• [Stored data entries]
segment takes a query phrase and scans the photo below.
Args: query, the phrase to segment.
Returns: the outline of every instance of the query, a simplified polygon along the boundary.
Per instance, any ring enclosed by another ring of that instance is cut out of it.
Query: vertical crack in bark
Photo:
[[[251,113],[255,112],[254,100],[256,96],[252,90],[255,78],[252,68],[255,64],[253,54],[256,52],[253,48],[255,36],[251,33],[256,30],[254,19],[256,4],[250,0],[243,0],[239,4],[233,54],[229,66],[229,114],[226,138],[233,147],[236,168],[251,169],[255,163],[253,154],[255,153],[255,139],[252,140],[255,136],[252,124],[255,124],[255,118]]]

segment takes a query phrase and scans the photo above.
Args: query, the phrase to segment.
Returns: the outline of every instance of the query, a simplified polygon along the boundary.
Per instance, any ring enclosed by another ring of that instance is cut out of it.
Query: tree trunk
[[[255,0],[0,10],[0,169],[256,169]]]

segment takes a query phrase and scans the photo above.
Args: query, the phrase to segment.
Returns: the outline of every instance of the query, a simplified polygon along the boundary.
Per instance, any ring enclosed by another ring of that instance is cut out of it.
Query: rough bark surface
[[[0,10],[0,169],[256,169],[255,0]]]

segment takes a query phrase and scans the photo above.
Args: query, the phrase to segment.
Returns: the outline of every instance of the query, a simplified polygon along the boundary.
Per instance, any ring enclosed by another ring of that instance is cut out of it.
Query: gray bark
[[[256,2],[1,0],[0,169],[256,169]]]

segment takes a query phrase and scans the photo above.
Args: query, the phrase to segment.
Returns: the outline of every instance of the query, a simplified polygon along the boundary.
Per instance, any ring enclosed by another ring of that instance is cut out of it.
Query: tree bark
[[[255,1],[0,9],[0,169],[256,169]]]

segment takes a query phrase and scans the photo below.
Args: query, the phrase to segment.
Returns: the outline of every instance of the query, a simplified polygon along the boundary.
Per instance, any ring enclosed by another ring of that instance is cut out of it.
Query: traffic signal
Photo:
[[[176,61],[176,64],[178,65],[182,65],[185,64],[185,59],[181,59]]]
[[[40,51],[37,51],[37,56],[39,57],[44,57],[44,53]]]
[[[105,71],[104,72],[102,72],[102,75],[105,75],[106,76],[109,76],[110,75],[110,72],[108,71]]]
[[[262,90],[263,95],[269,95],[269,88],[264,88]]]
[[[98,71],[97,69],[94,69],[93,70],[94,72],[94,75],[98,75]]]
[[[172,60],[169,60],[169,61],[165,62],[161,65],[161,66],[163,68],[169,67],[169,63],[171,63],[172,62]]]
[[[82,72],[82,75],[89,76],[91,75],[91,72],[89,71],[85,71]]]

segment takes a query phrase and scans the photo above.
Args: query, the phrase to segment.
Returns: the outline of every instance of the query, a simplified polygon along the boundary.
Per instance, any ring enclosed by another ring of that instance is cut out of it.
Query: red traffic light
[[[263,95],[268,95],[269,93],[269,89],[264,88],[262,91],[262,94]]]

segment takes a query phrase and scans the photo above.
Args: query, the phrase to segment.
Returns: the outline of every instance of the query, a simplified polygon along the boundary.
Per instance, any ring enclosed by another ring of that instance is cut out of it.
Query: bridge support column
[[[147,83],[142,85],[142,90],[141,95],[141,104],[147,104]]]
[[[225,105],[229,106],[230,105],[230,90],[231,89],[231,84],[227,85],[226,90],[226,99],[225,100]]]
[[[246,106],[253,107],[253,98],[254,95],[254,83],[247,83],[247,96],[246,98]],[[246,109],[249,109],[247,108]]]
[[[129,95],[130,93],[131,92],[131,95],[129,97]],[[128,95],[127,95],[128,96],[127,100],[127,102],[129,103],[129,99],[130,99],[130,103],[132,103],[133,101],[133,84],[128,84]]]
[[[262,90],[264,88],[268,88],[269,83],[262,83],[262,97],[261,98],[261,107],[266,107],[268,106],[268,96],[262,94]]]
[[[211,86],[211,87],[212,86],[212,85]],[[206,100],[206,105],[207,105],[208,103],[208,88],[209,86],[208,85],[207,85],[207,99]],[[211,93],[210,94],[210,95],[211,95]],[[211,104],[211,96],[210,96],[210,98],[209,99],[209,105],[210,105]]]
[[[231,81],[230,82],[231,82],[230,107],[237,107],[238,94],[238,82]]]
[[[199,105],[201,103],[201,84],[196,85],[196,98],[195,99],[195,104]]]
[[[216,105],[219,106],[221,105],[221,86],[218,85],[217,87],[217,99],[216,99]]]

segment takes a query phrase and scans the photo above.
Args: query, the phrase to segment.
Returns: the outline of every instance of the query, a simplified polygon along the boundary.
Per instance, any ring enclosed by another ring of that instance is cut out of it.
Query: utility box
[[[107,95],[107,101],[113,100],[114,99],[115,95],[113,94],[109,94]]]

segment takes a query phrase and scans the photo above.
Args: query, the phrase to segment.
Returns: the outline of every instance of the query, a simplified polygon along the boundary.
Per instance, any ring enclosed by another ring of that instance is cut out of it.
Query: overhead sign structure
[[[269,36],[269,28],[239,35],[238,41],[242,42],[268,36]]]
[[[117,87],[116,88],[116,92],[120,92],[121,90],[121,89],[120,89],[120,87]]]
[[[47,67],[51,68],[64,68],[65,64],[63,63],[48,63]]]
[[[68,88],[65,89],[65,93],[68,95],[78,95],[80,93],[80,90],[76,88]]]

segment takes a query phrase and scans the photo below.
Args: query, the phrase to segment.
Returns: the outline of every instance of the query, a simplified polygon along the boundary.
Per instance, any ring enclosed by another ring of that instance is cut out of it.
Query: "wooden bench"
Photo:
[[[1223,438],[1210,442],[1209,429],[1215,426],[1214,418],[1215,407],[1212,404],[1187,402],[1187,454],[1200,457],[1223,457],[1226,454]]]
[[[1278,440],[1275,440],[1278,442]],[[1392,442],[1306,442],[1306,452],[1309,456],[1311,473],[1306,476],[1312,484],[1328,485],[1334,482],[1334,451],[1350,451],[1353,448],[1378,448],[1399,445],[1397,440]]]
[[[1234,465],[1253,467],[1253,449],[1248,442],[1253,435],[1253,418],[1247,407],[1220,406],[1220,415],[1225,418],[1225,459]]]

• [Aim]
Could you return every one of the stored data entries above, word for word, with nothing altered?

• [Result of the task]
segment takes a query phrase and scans the photo below.
Args: query, the phrase to segment.
Returns: the outline of every instance of the query, a simplified polygon along the boundary.
Per instance, any ring enclosed by another ring of that instance is cut out of it.
Query: vertical crack in bark
Photo:
[[[251,113],[255,112],[254,100],[256,96],[252,90],[255,78],[252,68],[255,64],[253,54],[256,52],[253,48],[255,36],[251,33],[256,30],[254,19],[256,4],[250,0],[243,0],[239,4],[233,54],[229,66],[229,114],[226,138],[233,147],[236,168],[251,169],[255,163],[253,154],[255,153],[255,139],[252,140],[255,136],[252,124],[255,124],[255,118]]]

segment takes a query phrase and scans the photo above.
Args: query, the phrase to segment.
Returns: the outline of every instance of the query, a simplified polygon along the boundary.
Per instance, any ring enclosed by another ring of that instance is cut out of it.
Query: tree trunk
[[[255,0],[0,10],[0,169],[256,169]]]

segment takes a query phrase and scans the photo above.
Args: query, the phrase to segment.
Returns: the outline of every instance of the query, a simplified polygon along the boundary.
Per instance, any ring enclosed by another ring of that instance is cut out of it.
Query: rough bark surface
[[[0,10],[0,169],[256,169],[255,0]]]

segment takes a query phrase and scans the photo above.
Args: query, the phrase to segment.
Returns: the outline of every instance of the query, a simplified polygon along the boundary.
Per instance, any ring enclosed by another ring of that instance is cut out of it.
Query: gray bark
[[[256,2],[1,0],[0,169],[256,169]]]

segment takes a query phrase and scans the photo above.
Args: query, the phrase to segment.
Returns: the outline of every instance of the query, a simplified polygon along the boundary.
Per instance, any ring enclosed by another ring of that instance is cut out of it.
Query: tree bark
[[[255,1],[0,9],[0,169],[256,169]]]

segment takes a query phrase and scans the photo below.
Args: query, the phrase to segment.
Returns: the outline of every instance of the query, a simplified polygon along the boundary.
Per instance, any ring enclosed by another ring of that instance is cut out of it.
Query: traffic signal
Photo:
[[[176,61],[176,64],[178,65],[182,65],[185,64],[185,59],[181,59]]]
[[[40,51],[37,51],[37,56],[39,57],[44,57],[44,53]]]
[[[105,71],[104,72],[102,72],[102,75],[105,75],[106,76],[109,76],[110,75],[110,72],[108,71]]]
[[[262,90],[263,95],[269,95],[269,88],[264,88]]]
[[[98,71],[97,69],[94,69],[93,70],[94,72],[94,75],[98,75]]]
[[[172,60],[169,60],[169,61],[165,62],[161,65],[161,66],[163,68],[169,67],[169,63],[171,63],[172,62]]]
[[[82,72],[82,75],[89,76],[91,75],[91,72],[89,71],[85,71]]]

segment takes a query phrase and scans the photo above.
Args: query, the phrase to segment.
Returns: the outline of every instance of the query, a simplified polygon along the boundary.
Per instance, any ring enclosed by another ring of that instance is cut out of it.
Query: red traffic light
[[[263,95],[268,95],[269,93],[269,89],[264,88],[262,91],[262,94]]]

segment takes a query phrase and scans the photo above.
Args: query, the phrase to segment.
Returns: the outline of every instance of the query, a simplified polygon along the boundary.
Per instance, any ring enclosed by another ring of that instance is cut out of it.
Query: bridge support column
[[[147,83],[142,85],[142,90],[141,95],[141,104],[147,104]]]
[[[225,105],[229,106],[230,105],[230,90],[231,89],[231,84],[227,85],[226,90],[226,99],[225,100]]]
[[[246,106],[253,107],[253,98],[254,95],[254,83],[247,83],[247,96],[246,98]],[[246,109],[249,109],[247,108]]]
[[[129,95],[130,93],[131,92],[131,95],[129,97]],[[128,95],[127,95],[128,96],[127,100],[127,102],[129,103],[129,99],[130,99],[130,103],[132,103],[133,101],[133,84],[128,84]]]
[[[262,90],[264,88],[268,88],[269,83],[262,83],[262,97],[261,98],[261,107],[266,107],[268,106],[268,96],[262,94]]]
[[[211,86],[211,87],[212,86],[212,85]],[[206,100],[206,105],[207,105],[208,103],[208,88],[209,86],[208,85],[207,85],[207,99]],[[211,93],[210,94],[210,95],[211,95]],[[211,104],[211,96],[210,96],[210,98],[209,99],[209,105],[210,105]]]
[[[231,81],[230,82],[231,82],[230,107],[237,107],[238,94],[238,82]]]
[[[199,105],[201,103],[201,84],[196,85],[196,98],[195,99],[195,104]]]
[[[216,105],[219,106],[221,105],[221,86],[218,85],[217,87],[217,99],[216,99]]]

segment takes a query phrase and scans the photo above.
Args: query, the phrase to segment.
Returns: the outline of every instance of the query, a simplified polygon along the boundary.
Per instance, any ring enclosed by another ring of that instance is cut out of it.
Query: utility box
[[[107,95],[107,101],[113,100],[114,99],[115,95],[113,94],[109,94]]]

segment takes a query phrase and scans the photo above.
Args: query, the phrase to segment.
Returns: the outline of every instance of the query, a simplified polygon along the boundary.
Per instance, any ring enclosed by another ring of that instance is cut out of it.
Query: overhead sign structure
[[[269,36],[269,28],[239,35],[238,41],[242,42],[268,36]]]
[[[117,87],[116,88],[116,92],[120,92],[121,90],[121,89],[120,89],[120,87]]]
[[[47,67],[51,68],[64,68],[65,64],[63,63],[48,63]]]
[[[68,88],[65,89],[65,93],[68,95],[78,95],[80,93],[80,90],[76,88]]]

segment takes a query phrase and scans the photo below.
Args: query, the phrase to segment.
Returns: the outline of every instance of the query, a simplified polygon along the boundary.
Per instance, any ring enclosed by another ring of that instance is cut out of it.
Query: "wooden bench"
Photo:
[[[1223,438],[1210,442],[1209,429],[1215,426],[1214,418],[1215,407],[1212,404],[1187,402],[1187,454],[1200,457],[1223,457],[1226,454]]]
[[[1278,440],[1275,440],[1278,442]],[[1392,442],[1306,442],[1306,452],[1309,456],[1311,473],[1306,476],[1312,484],[1328,485],[1334,482],[1334,451],[1350,451],[1353,448],[1378,448],[1399,445],[1397,440]]]
[[[1234,465],[1253,467],[1253,449],[1248,442],[1253,435],[1253,418],[1247,407],[1220,406],[1220,415],[1225,418],[1225,459]]]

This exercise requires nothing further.